WHAT THIS EXERCISE ASKS.
a - List every technique the CAR-M abstract names for characterizing CAR expression kinetics and anti-tumor functionality in vitro.
b - Using the CAR-M abstract, decide whether each statement agrees with it: (i) the in vivo work used syngeneic and humanized mouse models of solid tumors; (ii) the modified mRNA was carried into cells by a viral vector; (iii) the animal studies were approved by a committee at the Wistar Institute. Answer yes or no for each and quote the words that decide it.
c - Write the next part of the CAR-M abstract, picking up right after its final sentence.

Background Macrophages, monocytes, and dendritic cells are sentinel cells of the innate immune system that play a central role in phagocytosis, inflammation, immune cell recruitment, and antigen presentation. Genetically redirecting myeloid cells against tumor-associated antigens represents a novel strategy for cancer immunotherapy. Ex vivo chimeric antigen receptor (CAR) macrophage and monocyte cell therapies have demonstrated robust anti-tumor immunity via targeted phagocytosis, cytokine/chemokine release, activation of the tumor microenvironment (TME), T cell recruitment, and epitope spreading in pre-clinical models. Here, we describe a novel strategy to deliver modified messenger RNA (mRNA) encapsulated in lipid nanoparticles (LNPs) to generate CAR-M (macrophages and monocytes) directly in vivo.
Methods Human and murine primary monocytes and macrophages were utilized to characterize mRNA/LNP driven CAR expression kinetics and anti-tumor functionality in vitro using flow cytometry, live cell imaging, single cell RNA sequencing (scRNAseq), and cytokine release assays. The efficacy, safety, and myeloid cell tropism of CAR-encoding mRNA/LNP were evaluated in vivo in syngeneic and humanized mouse models of solid tumors. Tissues were collected and CAR expression along with dynamic changes in immune cell frequency and phenotype were assessed using flow cytometry and scRNAseq. All animal studies were conducted in accordance with the Animal Welfare Act and Public Health Service Policy on Humane Care and Use of Laboratory Animals and approved by the Institutional Animal Care and Use Committee at the Wistar Institute.

Referring expression data:
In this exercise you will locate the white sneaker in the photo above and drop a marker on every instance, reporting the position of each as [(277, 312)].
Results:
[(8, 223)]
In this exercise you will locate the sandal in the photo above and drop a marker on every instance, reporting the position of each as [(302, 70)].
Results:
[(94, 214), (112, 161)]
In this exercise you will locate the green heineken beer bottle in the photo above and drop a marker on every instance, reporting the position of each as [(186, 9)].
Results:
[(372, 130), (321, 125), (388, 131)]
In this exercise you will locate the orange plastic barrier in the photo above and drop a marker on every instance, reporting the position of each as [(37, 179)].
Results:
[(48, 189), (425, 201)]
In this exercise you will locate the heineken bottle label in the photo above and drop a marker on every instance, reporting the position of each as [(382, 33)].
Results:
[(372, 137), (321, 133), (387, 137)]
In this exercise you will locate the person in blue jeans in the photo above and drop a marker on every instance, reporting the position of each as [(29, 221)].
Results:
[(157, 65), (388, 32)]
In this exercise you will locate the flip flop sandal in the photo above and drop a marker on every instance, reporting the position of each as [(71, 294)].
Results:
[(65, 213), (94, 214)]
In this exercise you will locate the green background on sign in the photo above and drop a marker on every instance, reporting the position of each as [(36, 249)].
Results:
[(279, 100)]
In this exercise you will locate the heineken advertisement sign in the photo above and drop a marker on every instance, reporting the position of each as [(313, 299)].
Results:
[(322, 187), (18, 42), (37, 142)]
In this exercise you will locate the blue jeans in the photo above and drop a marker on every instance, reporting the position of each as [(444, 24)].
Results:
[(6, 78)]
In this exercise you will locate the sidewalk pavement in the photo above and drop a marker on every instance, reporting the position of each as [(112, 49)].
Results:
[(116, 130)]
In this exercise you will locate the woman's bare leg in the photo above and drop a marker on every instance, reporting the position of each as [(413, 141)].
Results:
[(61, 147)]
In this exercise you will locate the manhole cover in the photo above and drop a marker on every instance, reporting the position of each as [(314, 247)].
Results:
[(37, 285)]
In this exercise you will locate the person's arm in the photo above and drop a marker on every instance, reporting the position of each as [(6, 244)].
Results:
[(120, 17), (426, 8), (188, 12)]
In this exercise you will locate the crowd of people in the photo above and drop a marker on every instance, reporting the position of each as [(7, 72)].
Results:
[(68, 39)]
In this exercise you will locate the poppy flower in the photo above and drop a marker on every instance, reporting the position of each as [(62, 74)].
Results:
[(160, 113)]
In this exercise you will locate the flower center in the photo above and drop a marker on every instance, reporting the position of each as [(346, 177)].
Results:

TASK-BY-TASK RESULTS.
a - flow cytometry, live cell imaging, single cell RNA sequencing (scRNAseq), cytokine release assays

b -
(i) Yes: "evaluated in vivo in syngeneic and humanized mouse models of solid tumors"
(ii) No: "modified messenger RNA (mRNA) encapsulated in lipid nanoparticles (LNPs)"
(iii) Yes: "approved by the Institutional Animal Care and Use Committee at the Wistar Institute"

c -
Results Human macrophages and monocytes engineered with CAR-encoding mRNA/LNP in vitro demonstrated high CAR expression and viability. CAR expression conferred antigen specificity leading to target-specific proinflammatory cytokine secretion and tumor cell killing, with serial killing demonstrated upon tumor rechallenge. The myeloid tropism of the LNP was demonstrated both in vitro and in vivo, with significant CAR expression observed in macrophages, monocytes, and dendritic cells compared to immune cells of non-myeloid origin in mice. In vivo, regional and systemic administration of CAR-encoding mRNA/LNP led to significant tumor regression in subcutaneous and systemically disseminated metastatic solid tumor models, respectively. Treated animals tolerated repeat mRNA/LNP administration with no signs of toxicity.
Conclusions These data demonstrate that CAR-M can be directly produced in vivo and directed against tumor associated antigens using mRNA/LNP technology. This novel cancer immunotherapy platform offers an off-the-shelf solution that has the potential to increase access to CAR-based therapies and can be applied to numerous target antigens and indications.
Ethics Approval All animal studies were conducted in accordance with the Animal Welfare Act and Public Health Service Policy on Humane Care and Use of Laboratory Animals and approved by the Institutional Animal Care and Use Committee at the Wistar Institute.